### Work request
Every line below that mentions the word "plant" should be copied out.

### Material for the task
==================================================
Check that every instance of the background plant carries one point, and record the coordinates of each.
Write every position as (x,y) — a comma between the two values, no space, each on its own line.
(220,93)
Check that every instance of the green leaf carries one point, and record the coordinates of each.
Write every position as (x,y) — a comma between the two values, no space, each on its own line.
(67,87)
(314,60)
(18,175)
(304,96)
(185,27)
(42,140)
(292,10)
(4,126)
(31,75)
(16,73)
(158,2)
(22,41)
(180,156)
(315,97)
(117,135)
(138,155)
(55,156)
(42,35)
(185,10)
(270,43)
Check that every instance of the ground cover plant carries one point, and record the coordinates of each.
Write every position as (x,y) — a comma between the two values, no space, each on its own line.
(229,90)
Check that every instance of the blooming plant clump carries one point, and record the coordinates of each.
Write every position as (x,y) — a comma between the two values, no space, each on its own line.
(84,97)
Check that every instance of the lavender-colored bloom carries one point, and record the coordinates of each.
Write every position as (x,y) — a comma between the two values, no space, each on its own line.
==================================================
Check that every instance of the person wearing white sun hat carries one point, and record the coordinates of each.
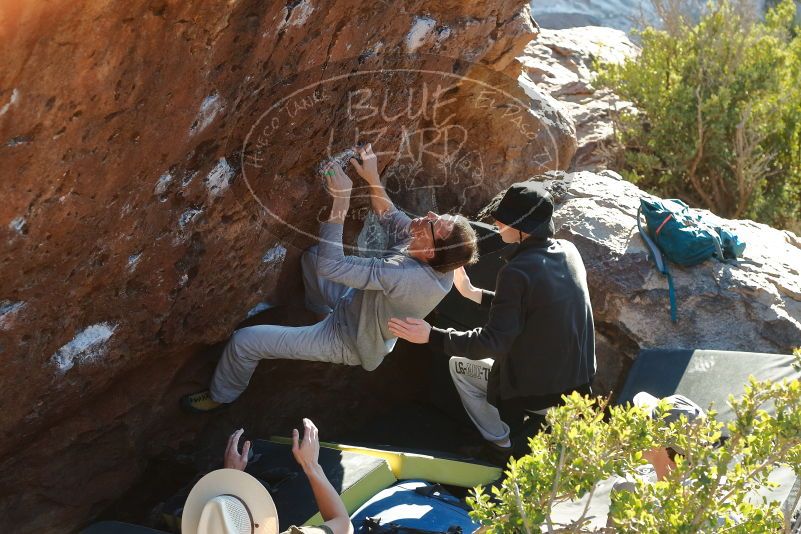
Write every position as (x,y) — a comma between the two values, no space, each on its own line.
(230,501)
==================================================
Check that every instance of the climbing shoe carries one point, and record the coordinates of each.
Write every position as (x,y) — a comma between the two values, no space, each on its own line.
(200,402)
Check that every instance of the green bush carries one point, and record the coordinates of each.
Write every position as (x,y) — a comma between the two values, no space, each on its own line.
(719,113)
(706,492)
==================================================
### Written solution
Check that every instance of the background plant carries one point, and record the coordinates of each.
Check that every instance of the ground cover plant carries one point, and record the coordinates of each.
Check that every instance of the blooming plant clump carries one point, and record the coordinates of each.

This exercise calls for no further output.